**Instruction**
Copy the lines of the items verbatim, beginning with the line that contains "target: sky" and stopping after the line that contains "POLYGON ((3 97, 299". Leave any pictures out of your copy.

□ □ □ □ □ □ □

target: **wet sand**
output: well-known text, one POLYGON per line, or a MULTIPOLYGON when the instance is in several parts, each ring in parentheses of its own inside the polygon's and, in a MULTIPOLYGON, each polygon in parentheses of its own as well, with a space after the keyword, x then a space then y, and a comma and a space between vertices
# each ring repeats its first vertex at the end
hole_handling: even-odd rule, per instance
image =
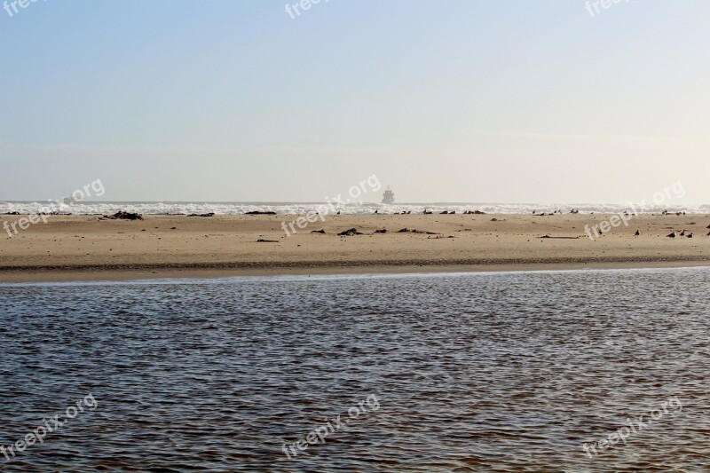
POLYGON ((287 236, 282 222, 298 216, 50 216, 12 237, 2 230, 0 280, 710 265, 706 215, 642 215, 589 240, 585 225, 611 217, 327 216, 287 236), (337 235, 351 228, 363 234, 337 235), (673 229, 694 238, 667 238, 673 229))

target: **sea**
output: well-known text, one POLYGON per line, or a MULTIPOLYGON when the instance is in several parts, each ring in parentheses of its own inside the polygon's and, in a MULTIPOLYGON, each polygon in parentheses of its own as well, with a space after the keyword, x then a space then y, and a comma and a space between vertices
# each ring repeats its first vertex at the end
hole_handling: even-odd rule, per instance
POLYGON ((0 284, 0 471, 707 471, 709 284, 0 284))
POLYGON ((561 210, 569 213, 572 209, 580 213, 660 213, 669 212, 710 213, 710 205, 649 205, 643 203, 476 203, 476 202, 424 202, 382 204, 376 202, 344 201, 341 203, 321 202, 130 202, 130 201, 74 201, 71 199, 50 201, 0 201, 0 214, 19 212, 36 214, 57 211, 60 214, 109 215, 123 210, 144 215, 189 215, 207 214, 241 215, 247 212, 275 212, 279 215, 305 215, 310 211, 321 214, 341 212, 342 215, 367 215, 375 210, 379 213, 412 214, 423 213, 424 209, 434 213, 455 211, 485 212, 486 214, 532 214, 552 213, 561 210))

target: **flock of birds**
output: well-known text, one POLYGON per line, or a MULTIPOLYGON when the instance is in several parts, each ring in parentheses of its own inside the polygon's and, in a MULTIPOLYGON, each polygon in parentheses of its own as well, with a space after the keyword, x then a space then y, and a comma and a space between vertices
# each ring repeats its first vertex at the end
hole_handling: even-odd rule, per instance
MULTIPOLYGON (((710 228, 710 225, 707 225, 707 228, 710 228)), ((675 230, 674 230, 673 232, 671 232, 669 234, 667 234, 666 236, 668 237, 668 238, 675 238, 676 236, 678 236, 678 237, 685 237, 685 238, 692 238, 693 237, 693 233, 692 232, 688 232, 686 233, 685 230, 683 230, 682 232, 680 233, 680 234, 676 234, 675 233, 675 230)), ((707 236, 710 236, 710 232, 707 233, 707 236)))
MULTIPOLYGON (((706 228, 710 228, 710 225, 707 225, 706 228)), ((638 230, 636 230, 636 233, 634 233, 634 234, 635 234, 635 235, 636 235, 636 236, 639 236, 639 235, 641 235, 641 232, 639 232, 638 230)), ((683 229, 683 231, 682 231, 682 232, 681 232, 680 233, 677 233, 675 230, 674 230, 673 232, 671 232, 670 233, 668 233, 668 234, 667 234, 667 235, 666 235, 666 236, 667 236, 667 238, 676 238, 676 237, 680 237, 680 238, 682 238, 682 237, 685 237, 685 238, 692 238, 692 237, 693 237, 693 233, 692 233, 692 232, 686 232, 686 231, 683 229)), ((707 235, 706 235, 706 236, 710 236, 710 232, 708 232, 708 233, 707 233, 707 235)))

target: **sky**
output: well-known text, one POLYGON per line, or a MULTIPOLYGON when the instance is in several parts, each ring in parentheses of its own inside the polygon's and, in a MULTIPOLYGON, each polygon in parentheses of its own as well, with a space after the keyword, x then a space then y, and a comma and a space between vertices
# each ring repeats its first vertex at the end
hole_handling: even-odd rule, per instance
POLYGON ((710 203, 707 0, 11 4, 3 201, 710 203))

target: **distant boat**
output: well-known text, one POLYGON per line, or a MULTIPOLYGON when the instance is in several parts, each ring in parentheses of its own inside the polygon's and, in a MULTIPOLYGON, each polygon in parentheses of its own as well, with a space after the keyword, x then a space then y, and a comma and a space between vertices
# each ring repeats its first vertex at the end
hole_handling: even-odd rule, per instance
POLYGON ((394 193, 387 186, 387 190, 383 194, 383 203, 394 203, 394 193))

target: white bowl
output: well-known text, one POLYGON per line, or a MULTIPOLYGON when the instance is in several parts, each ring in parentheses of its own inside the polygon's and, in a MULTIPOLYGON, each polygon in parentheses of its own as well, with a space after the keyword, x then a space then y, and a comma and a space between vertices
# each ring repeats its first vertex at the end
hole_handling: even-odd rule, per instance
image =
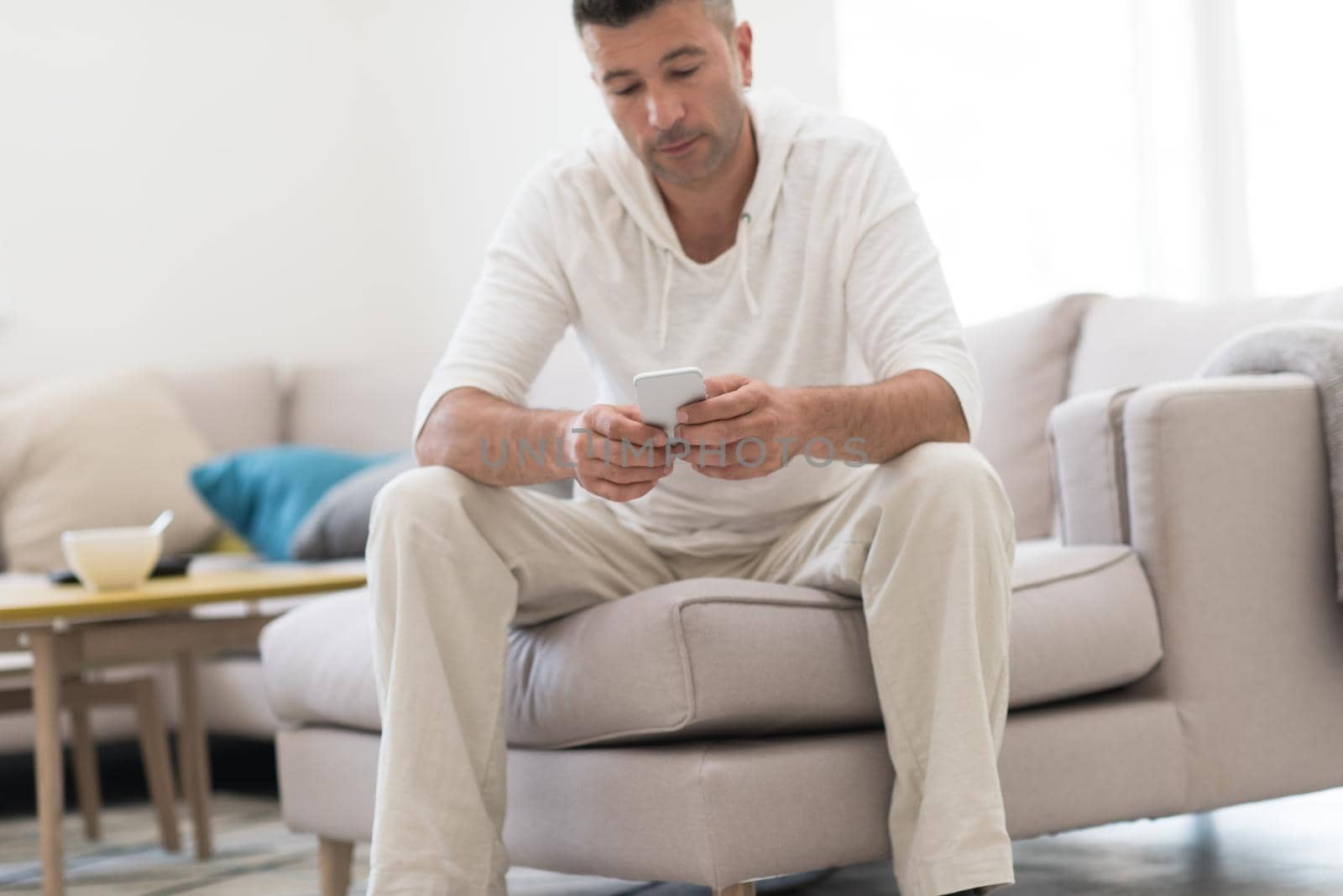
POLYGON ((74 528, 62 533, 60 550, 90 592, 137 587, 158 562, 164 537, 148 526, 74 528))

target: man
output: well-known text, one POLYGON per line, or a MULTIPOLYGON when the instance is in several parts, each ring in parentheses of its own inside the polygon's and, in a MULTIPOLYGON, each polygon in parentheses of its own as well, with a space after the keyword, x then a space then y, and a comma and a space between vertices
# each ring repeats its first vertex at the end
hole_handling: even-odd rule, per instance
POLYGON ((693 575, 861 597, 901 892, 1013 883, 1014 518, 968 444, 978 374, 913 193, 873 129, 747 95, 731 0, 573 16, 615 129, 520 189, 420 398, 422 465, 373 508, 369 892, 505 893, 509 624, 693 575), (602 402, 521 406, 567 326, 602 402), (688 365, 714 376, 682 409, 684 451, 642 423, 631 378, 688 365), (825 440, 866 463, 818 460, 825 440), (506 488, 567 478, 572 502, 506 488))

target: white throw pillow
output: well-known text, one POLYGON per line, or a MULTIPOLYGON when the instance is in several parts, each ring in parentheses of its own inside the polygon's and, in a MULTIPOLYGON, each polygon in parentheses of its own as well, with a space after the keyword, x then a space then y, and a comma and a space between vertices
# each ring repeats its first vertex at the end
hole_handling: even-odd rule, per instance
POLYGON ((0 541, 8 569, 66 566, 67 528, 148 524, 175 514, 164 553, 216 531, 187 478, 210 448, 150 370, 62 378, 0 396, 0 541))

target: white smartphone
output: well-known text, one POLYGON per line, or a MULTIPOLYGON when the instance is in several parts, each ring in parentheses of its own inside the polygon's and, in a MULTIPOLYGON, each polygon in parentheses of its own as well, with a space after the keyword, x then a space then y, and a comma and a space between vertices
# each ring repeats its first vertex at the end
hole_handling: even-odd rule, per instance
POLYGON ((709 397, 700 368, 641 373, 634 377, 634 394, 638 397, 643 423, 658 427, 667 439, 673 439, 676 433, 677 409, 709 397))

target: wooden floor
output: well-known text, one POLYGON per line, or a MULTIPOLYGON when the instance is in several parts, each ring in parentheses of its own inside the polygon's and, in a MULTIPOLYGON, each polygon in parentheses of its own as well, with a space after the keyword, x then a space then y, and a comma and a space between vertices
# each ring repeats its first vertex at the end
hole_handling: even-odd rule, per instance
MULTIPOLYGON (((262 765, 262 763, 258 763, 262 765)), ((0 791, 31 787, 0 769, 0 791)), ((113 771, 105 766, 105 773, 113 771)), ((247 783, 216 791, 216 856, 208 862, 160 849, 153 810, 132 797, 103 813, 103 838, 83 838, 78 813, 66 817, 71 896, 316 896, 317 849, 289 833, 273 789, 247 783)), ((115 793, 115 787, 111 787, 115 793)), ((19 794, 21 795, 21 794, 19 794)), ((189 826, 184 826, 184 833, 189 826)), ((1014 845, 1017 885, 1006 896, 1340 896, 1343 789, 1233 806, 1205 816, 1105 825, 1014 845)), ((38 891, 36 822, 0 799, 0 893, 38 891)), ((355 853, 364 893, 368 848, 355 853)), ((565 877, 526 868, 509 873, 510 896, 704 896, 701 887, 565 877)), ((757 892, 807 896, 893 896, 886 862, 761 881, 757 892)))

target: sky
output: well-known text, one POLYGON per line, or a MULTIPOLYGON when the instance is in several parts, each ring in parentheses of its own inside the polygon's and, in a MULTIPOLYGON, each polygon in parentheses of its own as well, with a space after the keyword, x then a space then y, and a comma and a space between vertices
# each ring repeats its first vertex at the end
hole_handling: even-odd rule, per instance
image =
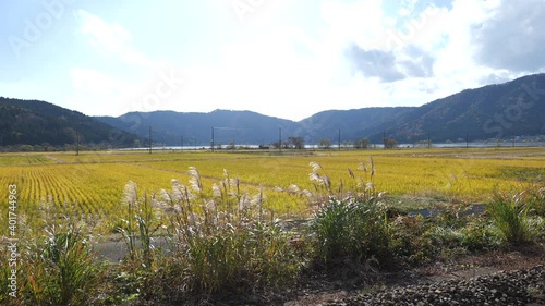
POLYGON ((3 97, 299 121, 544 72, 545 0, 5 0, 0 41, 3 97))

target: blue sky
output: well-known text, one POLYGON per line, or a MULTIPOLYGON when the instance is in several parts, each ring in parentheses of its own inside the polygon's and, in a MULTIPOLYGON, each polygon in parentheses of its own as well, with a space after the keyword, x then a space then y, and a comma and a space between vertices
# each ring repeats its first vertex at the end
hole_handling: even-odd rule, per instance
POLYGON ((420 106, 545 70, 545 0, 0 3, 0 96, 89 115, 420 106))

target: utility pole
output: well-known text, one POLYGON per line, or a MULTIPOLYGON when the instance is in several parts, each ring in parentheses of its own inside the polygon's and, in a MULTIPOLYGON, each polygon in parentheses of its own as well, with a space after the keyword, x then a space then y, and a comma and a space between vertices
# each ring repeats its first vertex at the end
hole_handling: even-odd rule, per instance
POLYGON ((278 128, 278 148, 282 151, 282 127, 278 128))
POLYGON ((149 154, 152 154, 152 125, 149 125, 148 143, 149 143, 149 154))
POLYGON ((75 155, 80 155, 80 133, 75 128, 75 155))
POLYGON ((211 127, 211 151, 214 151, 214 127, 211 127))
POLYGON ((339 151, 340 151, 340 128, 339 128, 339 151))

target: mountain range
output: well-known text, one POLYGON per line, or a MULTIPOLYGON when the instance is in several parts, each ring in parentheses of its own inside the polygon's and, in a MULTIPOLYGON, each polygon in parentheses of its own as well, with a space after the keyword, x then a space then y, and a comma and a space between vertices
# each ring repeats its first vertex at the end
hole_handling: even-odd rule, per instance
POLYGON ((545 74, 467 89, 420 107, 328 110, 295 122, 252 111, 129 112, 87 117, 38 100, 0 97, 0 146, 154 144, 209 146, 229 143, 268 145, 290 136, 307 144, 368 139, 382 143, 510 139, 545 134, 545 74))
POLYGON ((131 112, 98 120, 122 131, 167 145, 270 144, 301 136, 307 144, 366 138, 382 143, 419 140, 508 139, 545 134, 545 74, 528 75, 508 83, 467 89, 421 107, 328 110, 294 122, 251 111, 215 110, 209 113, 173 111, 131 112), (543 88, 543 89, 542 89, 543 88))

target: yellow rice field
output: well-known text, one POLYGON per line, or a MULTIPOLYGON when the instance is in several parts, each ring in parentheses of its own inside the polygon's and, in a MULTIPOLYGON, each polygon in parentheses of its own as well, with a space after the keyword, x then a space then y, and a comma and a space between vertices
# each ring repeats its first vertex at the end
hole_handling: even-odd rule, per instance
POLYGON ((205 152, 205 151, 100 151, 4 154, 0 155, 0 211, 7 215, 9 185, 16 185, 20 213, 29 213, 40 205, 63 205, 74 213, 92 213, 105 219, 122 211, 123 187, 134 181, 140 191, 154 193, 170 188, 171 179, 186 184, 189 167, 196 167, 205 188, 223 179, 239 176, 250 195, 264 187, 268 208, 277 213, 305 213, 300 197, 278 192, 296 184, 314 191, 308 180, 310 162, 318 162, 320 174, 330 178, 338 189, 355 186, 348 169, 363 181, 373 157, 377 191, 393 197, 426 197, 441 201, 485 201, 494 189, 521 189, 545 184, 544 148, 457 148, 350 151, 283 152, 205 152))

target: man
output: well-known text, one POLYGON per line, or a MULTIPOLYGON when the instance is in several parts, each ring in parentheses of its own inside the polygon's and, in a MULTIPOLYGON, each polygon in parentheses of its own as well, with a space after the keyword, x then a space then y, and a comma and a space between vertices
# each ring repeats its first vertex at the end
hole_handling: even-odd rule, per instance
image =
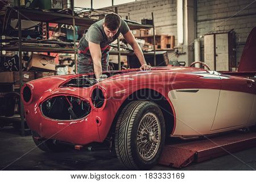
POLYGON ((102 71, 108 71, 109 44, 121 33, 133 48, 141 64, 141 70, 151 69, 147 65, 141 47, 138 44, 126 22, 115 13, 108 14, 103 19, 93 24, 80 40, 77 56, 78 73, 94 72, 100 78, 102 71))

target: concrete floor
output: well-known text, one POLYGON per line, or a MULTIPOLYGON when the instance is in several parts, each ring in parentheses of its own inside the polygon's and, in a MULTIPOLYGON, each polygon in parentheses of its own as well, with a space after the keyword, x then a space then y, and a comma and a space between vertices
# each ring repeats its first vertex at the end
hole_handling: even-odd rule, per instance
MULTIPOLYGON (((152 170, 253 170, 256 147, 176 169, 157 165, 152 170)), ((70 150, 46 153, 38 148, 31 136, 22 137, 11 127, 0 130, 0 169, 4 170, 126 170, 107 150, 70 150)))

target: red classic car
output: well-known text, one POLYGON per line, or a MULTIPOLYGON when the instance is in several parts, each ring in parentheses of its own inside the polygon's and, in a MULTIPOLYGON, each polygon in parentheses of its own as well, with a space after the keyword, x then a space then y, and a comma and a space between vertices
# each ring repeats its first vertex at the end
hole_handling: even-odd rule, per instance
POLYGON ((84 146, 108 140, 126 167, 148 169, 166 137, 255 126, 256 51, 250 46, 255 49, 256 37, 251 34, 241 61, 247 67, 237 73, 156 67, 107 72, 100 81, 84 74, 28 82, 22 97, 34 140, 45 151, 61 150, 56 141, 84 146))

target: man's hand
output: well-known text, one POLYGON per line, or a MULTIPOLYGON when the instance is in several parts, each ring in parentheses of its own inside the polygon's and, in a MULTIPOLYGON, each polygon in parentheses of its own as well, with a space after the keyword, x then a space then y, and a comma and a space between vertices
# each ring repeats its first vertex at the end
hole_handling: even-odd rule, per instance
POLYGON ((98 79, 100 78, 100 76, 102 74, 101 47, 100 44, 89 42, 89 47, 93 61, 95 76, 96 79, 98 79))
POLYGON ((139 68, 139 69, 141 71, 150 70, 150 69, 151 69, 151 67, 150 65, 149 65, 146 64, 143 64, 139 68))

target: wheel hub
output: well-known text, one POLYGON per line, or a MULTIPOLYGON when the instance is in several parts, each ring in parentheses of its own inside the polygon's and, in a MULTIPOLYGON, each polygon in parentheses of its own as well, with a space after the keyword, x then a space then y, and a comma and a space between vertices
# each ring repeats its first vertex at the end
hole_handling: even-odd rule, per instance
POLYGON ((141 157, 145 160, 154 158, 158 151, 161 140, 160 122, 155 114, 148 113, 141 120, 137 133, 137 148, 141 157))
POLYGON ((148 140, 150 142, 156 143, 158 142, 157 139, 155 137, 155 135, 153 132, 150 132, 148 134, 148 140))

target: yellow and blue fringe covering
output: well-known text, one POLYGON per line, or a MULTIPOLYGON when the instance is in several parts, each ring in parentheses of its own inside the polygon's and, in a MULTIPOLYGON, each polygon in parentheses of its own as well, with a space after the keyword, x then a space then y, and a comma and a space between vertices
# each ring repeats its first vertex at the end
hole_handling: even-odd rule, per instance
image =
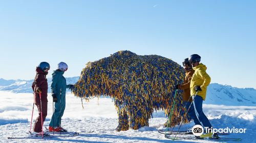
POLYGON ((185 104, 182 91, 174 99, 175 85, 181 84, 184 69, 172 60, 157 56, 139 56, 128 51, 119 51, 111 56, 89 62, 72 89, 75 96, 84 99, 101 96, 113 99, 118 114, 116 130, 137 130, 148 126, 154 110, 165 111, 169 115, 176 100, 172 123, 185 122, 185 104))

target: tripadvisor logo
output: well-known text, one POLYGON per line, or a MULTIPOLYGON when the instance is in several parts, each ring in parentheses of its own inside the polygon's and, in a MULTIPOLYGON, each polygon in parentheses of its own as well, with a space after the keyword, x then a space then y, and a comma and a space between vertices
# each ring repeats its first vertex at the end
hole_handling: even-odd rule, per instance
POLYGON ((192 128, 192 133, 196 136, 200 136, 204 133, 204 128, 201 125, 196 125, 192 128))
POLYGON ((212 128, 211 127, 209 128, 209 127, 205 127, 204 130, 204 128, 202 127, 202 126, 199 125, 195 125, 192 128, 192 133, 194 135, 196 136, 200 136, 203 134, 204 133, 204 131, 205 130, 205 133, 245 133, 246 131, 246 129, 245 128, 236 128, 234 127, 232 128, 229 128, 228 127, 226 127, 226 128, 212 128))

□ □ □ □ □ □ □

**The reply**
target: sky
output: well-known text, one POLYGON per line, or a MULTIPOLYGON when the instance is in several parts, each ring in parentheses of its own inside the polygon's and, in a MULTIPOLYGON, each polygon in parentheses of its own as well, with a space after the keyword, x then a space then y, and a comma and a space between vertices
# each ring repeats its first vertex at the end
hole_handling: even-odd rule, per instance
image =
POLYGON ((3 97, 299 121, 544 72, 545 0, 5 0, 0 41, 3 97))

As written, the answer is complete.